Dan Walters: Don't believe California canards

It's utterly amazing at times how brain-dead the East Coast political media, both partisan and independent, can be about California's politics.

The canards about California abound and become both more entrenched with every election, such as the so-called "Bradley effect."

Some liberal Eastern pundits love to believe that Tom Bradley, then the Democratic mayor of Los Angeles, was the victim of a secret anti-black bias when he lost the governorship to Republican George Deukmejian in 1982 because pre-election polls favored Bradley.

Bradley lost because he believed he had it won and stopped campaigning about a week before the election, and although he was ahead in Election Day voting, the GOP mounted a strong, mail ballot drive.

But the dumbness about California politics is certainly not confined to those on the left side of the political ledger, as Human Events, a conservative magazine, proved this month with an article bemoaning the loss of Republican congressional seats in California and blaming Kevin McCarthy, a Bakersfield congressman and third-ranking GOP leader.

The tale as told by John Gizzi in Human Events is that McCarthy embraced a California congressional redistricting plan adopted by a new independent commission even though liberal groups had influenced its mapmaking, and failed to support a referendum that, Gizzi claims, would have blocked use of the plan for 2012.

He's dead-wrong on two counts.

The commission plan was much fairer to Republicans than any a Democrat-controlled Legislature and a Democratic governor would have drawn. Instead of losing four seats in California, the GOP would have dropped by a half-dozen or more.

Furthermore, had Republicans spent millions of dollars on a referendum challenging the plan, it almost certainly would not have blocked its use in the 2012 elections.

Republicans did spend millions on a referendum on the state Senate maps. But the Supreme Court ruled that the commission's Senate maps be used in 2012 anyway.

Republicans lost some congressional seats by close margins, which reflects high voter turnout and heavy spending by Democrats.

Some apparently want to make McCarthy a scapegoat, but it doesn't square with the facts.

(Data entries)
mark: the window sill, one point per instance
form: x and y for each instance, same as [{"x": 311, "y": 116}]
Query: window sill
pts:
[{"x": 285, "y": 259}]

» **Challenge**
In the column on California political myths, what did Republicans spend millions of dollars on a referendum about?

» **Final answer**
The state Senate maps drawn by the commission.